[Brief] The data below should be retyped exactly, with the pictures left out.

:: Extracted material ::

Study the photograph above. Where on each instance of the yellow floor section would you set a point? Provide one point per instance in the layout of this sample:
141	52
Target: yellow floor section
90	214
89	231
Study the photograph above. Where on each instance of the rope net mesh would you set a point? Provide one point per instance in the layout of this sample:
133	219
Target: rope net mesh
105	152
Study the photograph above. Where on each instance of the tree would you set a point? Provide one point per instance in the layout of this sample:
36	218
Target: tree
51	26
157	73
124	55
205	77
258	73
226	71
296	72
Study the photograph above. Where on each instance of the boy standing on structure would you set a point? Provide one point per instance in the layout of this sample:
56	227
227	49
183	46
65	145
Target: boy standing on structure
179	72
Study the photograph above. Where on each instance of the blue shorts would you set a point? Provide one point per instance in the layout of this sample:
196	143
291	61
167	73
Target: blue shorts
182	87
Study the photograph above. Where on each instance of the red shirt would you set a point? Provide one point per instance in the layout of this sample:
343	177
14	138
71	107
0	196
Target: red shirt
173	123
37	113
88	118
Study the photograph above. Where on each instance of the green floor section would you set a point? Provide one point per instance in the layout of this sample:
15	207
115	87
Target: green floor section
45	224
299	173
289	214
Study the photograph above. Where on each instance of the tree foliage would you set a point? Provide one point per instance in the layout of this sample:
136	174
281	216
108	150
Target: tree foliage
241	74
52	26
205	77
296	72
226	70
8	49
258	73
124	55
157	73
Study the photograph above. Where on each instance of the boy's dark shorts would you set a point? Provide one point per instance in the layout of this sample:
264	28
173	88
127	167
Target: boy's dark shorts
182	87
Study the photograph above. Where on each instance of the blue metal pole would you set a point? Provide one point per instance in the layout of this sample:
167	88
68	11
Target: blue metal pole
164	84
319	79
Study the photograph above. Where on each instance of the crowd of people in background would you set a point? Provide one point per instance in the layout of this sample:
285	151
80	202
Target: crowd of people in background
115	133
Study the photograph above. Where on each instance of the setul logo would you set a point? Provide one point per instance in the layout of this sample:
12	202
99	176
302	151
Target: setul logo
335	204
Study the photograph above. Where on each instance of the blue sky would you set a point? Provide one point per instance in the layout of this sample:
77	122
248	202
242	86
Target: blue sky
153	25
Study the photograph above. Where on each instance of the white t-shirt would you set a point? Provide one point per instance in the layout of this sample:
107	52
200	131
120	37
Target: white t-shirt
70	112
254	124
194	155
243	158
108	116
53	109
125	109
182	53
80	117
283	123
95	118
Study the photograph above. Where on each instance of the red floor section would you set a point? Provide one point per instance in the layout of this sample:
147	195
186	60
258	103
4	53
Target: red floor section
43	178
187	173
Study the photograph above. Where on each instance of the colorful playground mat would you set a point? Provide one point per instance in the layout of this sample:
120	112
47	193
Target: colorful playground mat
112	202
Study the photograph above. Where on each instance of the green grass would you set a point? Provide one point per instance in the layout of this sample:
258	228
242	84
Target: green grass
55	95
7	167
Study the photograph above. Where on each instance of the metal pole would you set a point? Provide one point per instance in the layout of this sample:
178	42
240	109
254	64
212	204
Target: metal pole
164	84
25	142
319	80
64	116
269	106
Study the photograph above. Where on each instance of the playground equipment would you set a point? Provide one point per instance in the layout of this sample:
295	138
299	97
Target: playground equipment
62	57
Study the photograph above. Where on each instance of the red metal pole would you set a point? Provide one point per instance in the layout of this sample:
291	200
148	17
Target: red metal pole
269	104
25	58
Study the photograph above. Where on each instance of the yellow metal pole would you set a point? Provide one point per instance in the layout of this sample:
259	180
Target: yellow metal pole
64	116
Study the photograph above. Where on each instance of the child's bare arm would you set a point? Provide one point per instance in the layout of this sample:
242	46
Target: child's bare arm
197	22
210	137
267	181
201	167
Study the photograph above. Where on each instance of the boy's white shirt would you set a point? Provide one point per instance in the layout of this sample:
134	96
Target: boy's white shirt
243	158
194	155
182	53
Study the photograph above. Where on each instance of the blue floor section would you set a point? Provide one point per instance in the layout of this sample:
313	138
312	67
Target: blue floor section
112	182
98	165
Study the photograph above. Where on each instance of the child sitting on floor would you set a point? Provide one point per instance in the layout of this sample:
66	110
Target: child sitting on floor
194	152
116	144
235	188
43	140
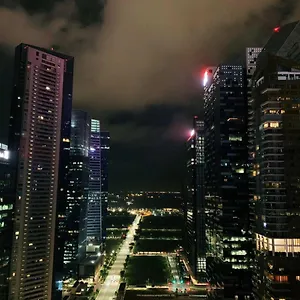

:::

[Problem solution]
Study the photograph above. Where on each instance of the yellow floor section would you set a point? Provide one point per instance in the layout of this sample:
141	52
Target: yellow floor section
90	214
89	231
Study the photograph above. Where on each instance of the rope net mesh would you set a point? Provide one point per instance in the layout of this sample:
133	219
Target: rope net mesh
105	152
Study the photograph above. Where on each instance of the tree would you set a point? Provide one point per instance in the layout of this sample:
36	218
Target: tree
51	26
157	73
124	55
205	77
258	73
226	71
296	72
Study the photograph above. Where on each instance of the boy standing on structure would you set a point? Provide one point per instance in the layout of this sample:
56	227
227	49
183	46
65	145
Target: boy standing on structure
179	72
Study the photograph above. Where on each instance of the blue shorts would you set a point? Provide one point per instance in the layout of this sample:
196	143
291	61
167	73
Target: blue shorts
182	87
Study the photograph above. Where on each instance of the red shirt would you set a point? Provide one point per instance in the layout of this sample:
343	177
14	138
71	107
0	196
Target: red shirt
173	123
37	113
88	118
Study the photograph above. Where on each instance of the green floor section would you set a point? Provide one point per instance in the layout of this sample:
15	207
115	87
Target: green floor section
45	224
299	173
289	214
Study the photograph above. Where on each instance of the tree foliage would you set a point? Provide one point per instance in the layout of this sample:
136	174
281	216
108	150
Target: tree foliage
241	74
52	26
205	77
296	72
226	70
8	49
258	73
124	55
157	73
Study the photograph above. Where on each instance of the boy's dark shorts would you set a point? Provide one point per instance in the layout of this sample:
264	28
173	88
127	167
Target: boy's dark shorts
182	87
Study the photograph above. Where on each instance of the blue metal pole would you set a point? Provide one point per instance in the layout of this sample:
167	88
68	11
Target: blue metal pole
164	84
319	79
Study the photograph above. Where on each instance of the crowd of people in background would you set a point? Provide one point per instance in the layout of this sample:
285	151
80	202
Target: crowd of people in background
115	133
Study the photograph above. Where on each instance of the setul logo would you set a point? Provide one point per instance in the layout of this sample:
12	202
99	176
302	151
Target: setul logo
335	204
Study the photograph above. Where on each instance of the blue sky would you set a point? Provide one point per instance in the layout of this sample:
77	122
248	202
242	86
Target: blue sky
153	25
Study the photograph above. Where on each instance of the white t-shirt would you set a point? Provide one point per instance in the layout of this sample:
107	52
200	131
120	37
Target: white t-shirt
70	112
254	124
194	155
243	158
108	116
53	109
125	109
182	53
80	117
283	123
95	118
Study the photograph above. Where on each instance of the red floor section would you set a point? Provide one point per instance in the layout of this sample:
147	195
186	60
258	103
4	53
Target: red floor section
43	178
187	173
Study the photograph above. Where on each instance of the colorful playground mat would you set a point? Provide one point per instance in the layout of this sample:
120	112
47	193
Target: colorful playground mat
112	202
Study the photograph above. Where on each instance of the green grass would you set a point? Provide one point per instance in the layout of this sample:
258	228
242	84
Target: green grass
55	95
7	167
Study the photograph above. Where on each instance of the metal pole would you set a point? Provide one point per instance in the layout of this sample:
178	42
240	109
254	64
212	204
Target: metal pole
164	84
25	142
319	80
64	116
269	106
Study the photograph above. Where on each instance of the playground equipment would you set a point? Provide one point per instance in the layout of this sample:
295	138
299	97
Target: playground equipment
62	57
Study the photograph above. Where on each instance of the red metal pole would you set a point? Provide one point per instance in the layout of this sample:
291	200
148	17
Target: red metal pole
269	104
25	58
Study the photograph above. Where on each instance of the yellow metal pole would you set a point? Provide one point per instance in the layout of this sample:
259	180
Target: yellow metal pole
64	116
Study the photograph above. Where on each instance of the child's bare arm would you set a point? Provide one point per instance in the layout of this sample:
242	46
Target: child's bare arm
197	22
210	137
267	181
201	167
Study the photograph above. Where on each instance of the boy's white shirt would you set a point? Provide one point per instance in the layout of this sample:
134	96
Target: boy's white shirt
243	158
194	155
182	53
Study the photograph above. Where on each instance of the blue floor section would you set a point? Provide one point per instance in the layout of this sample:
313	138
312	67
Target: blue floor section
112	182
98	165
Study the photograph above. Where on each instance of the child sitting on floor would you set a point? Provide one point per instance in the layout of this sample:
66	110
Target: child sitting on floor
194	152
116	144
235	188
43	140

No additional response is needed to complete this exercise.